- READING PASSAGE -
· · · · · · ·
Ko Aotearoa Tēnei: Report on the Wai 262 Claim Released
Time to Move beyond Grievance in Treaty Relationship, Tribunal Says
The Waitangi Tribunal today (2 July 2011) released its report into the Wai 262 claim, recommending wide-ranging reforms to laws and policies affecting Māori culture and identity and calling for the Crown-Māori relationship to move beyond grievance to a new era based on partnership.
Ko Aotearoa Tēnei ('This is Aotearoa' or 'This is New Zealand') is the Tribunal's first whole-of-government report, addressing the work of more than 20 Government departments and agencies.
It is also the first Tribunal report to consider what the Treaty relationship might become after historical grievances are settled, and how that relationship might be shaped by changes in New Zealand's demographic makeup over the next 30 to 40 years.
The Tribunal found that, as a result of historical settlements and the resulting tribal economic renewal, along with growth in the Māori population and other social changes, 'New Zealand sits poised at a crossroads both in race relations and on our long quest for a mature sense of national identity'.
More than 170 years after the Treaty, 'We still seem to bear the burden of mutually felt attitudes from our colonial past', with Māori feeling that their culture is marginalised, while non-Māori fear that Māori will acquire undeserved privileges at their expense.
· · · · · · ·
- PROBLEMS TO WORK ON -
a: Using the release on the Wai 262 report, decide whether each statement agrees with it: (i) The Tribunal released its report on 2 July 2011. (ii) The report covers the work of fewer than ten Government departments and agencies. (iii) The report considers demographic change in New Zealand over the next 30 to 40 years. For each, answer yes or no and quote the words that decide it.
b: List every factor that the release on the Wai 262 report gives for the Tribunal's finding that New Zealand sits at a crossroads.
c: According to the release on the Wai 262 report, what does the title "Ko Aotearoa Tēnei" mean?

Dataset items
· · · · · · ·
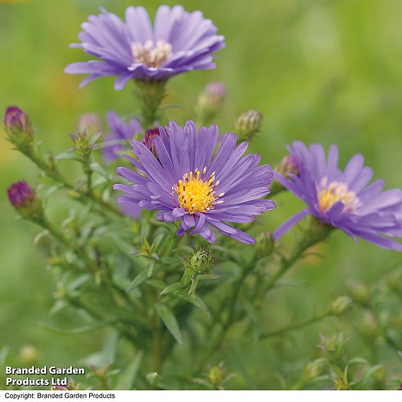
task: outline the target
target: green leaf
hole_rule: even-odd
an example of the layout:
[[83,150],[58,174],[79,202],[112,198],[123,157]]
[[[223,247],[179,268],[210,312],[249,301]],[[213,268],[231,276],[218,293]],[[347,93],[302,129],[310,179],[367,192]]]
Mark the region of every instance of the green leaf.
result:
[[155,304],[155,309],[173,337],[181,345],[183,338],[173,312],[165,304]]
[[169,285],[169,286],[165,287],[162,292],[161,292],[161,294],[168,294],[172,292],[175,292],[176,290],[181,290],[184,289],[185,285],[184,285],[181,282],[176,282],[172,285]]
[[144,282],[148,279],[148,270],[141,271],[134,278],[134,280],[128,285],[126,293],[130,293],[133,289]]
[[116,360],[116,350],[119,342],[119,333],[113,332],[107,339],[102,350],[102,360],[104,364],[113,364]]
[[202,299],[201,299],[201,297],[200,297],[195,293],[190,294],[190,296],[188,296],[187,297],[182,297],[182,299],[186,300],[189,303],[191,303],[193,306],[198,307],[198,309],[202,310],[202,311],[204,311],[204,313],[205,313],[207,316],[210,316],[211,312],[209,311],[208,306],[207,306],[207,304],[205,304]]
[[86,333],[87,332],[91,332],[91,331],[95,331],[96,329],[98,329],[100,328],[110,326],[113,323],[115,323],[116,321],[117,321],[116,318],[105,320],[103,321],[96,323],[94,324],[89,324],[88,326],[84,326],[73,329],[58,328],[50,326],[48,324],[46,324],[45,323],[40,323],[39,325],[49,330],[51,332],[53,332],[54,333],[58,333],[59,335],[79,335],[81,333]]
[[132,389],[142,360],[142,356],[143,352],[141,350],[137,353],[132,362],[120,375],[116,384],[116,389]]

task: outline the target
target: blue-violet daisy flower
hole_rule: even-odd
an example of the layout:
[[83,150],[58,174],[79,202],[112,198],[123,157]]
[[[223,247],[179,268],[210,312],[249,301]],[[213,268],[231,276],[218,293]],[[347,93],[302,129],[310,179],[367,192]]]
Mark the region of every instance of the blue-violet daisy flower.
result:
[[[236,145],[237,136],[226,132],[220,142],[216,125],[202,127],[189,121],[183,128],[171,122],[154,136],[155,154],[142,142],[132,142],[137,159],[126,156],[137,171],[117,168],[118,174],[133,183],[116,184],[123,191],[121,204],[156,209],[156,217],[171,222],[181,219],[178,235],[189,229],[212,243],[211,227],[248,243],[249,234],[224,222],[248,223],[275,207],[270,200],[273,172],[269,165],[258,166],[258,154],[243,156],[248,143]],[[219,147],[214,154],[215,147]]]
[[79,47],[98,60],[73,63],[69,74],[88,74],[81,86],[105,76],[116,76],[115,89],[131,79],[165,81],[183,71],[212,69],[211,54],[224,46],[224,37],[200,11],[161,6],[154,28],[143,7],[128,7],[125,22],[101,8],[82,24]]
[[301,142],[292,145],[288,151],[297,162],[298,175],[289,173],[285,178],[275,172],[275,178],[309,207],[278,228],[275,240],[311,214],[355,240],[360,237],[384,248],[402,251],[402,244],[390,239],[402,236],[402,190],[382,191],[382,180],[367,185],[373,171],[364,166],[360,154],[355,155],[342,171],[338,167],[336,146],[330,148],[327,160],[321,145],[311,144],[309,149]]

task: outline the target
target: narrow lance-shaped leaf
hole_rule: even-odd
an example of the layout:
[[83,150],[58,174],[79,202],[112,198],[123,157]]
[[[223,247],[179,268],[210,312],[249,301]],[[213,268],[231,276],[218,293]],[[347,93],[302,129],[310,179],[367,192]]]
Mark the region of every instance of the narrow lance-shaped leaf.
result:
[[173,312],[165,304],[155,304],[155,309],[173,337],[181,344],[183,343],[181,331]]

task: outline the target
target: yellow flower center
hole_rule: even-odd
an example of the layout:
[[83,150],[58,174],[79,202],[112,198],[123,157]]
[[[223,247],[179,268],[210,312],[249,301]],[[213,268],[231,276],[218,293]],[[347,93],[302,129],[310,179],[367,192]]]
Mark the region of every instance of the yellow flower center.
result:
[[173,188],[177,194],[180,206],[190,214],[206,212],[214,205],[223,202],[217,201],[219,197],[224,195],[224,193],[215,195],[214,188],[219,184],[219,180],[214,183],[215,172],[211,174],[207,180],[204,181],[206,171],[207,168],[204,168],[202,173],[198,169],[195,169],[194,173],[185,173],[183,180],[179,180],[178,183]]
[[343,202],[343,212],[351,212],[359,206],[359,198],[345,183],[333,181],[328,184],[326,178],[321,181],[318,197],[321,212],[326,212],[338,201]]
[[172,45],[161,40],[156,45],[152,40],[147,40],[144,45],[134,42],[131,45],[131,52],[136,63],[160,67],[172,55]]

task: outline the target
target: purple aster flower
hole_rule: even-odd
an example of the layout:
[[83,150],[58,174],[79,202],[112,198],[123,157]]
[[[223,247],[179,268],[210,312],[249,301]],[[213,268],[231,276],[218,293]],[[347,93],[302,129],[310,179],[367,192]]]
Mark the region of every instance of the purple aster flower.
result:
[[360,237],[383,248],[402,251],[393,237],[402,236],[402,190],[382,191],[384,181],[367,185],[373,171],[363,166],[363,156],[355,155],[343,171],[338,168],[338,147],[333,145],[328,160],[321,145],[308,149],[301,142],[288,147],[299,168],[299,175],[275,178],[309,207],[274,233],[277,240],[302,218],[311,214],[323,224],[339,228],[356,240]]
[[142,142],[132,142],[137,168],[117,168],[119,175],[134,185],[116,184],[127,193],[118,202],[156,209],[165,222],[181,220],[178,235],[187,230],[212,243],[211,227],[243,243],[254,243],[246,233],[224,222],[248,223],[275,207],[270,200],[259,200],[270,193],[273,173],[269,165],[258,166],[258,154],[243,156],[248,144],[236,145],[237,136],[226,132],[218,144],[218,127],[202,127],[197,133],[193,122],[182,128],[171,122],[159,127],[154,137],[157,157]]
[[118,159],[120,153],[124,150],[123,144],[115,144],[119,140],[127,141],[127,144],[137,132],[141,132],[142,128],[137,119],[132,119],[125,122],[117,115],[109,112],[106,117],[108,124],[112,132],[106,136],[105,142],[113,142],[110,146],[103,148],[103,159],[107,163],[115,159]]
[[200,11],[188,13],[181,6],[161,6],[154,28],[143,7],[128,7],[125,22],[101,8],[90,16],[79,35],[81,43],[71,45],[100,60],[73,63],[69,74],[88,74],[81,84],[105,76],[117,76],[115,89],[130,79],[165,81],[177,74],[212,69],[211,53],[224,46],[211,20]]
· · · · · · ·
- RESPONSES TO THE TASKS -
a:
(i) Yes: "The Waitangi Tribunal today (2 July 2011) released its report into the Wai 262 claim"
(ii) No: "addressing the work of more than 20 Government departments and agencies"
(iii) Yes: "changes in New Zealand's demographic makeup over the next 30 to 40 years"

b:
- historical settlements
- the resulting tribal economic renewal
- growth in the Māori population
- other social changes

c: It means 'This is Aotearoa' or 'This is New Zealand'.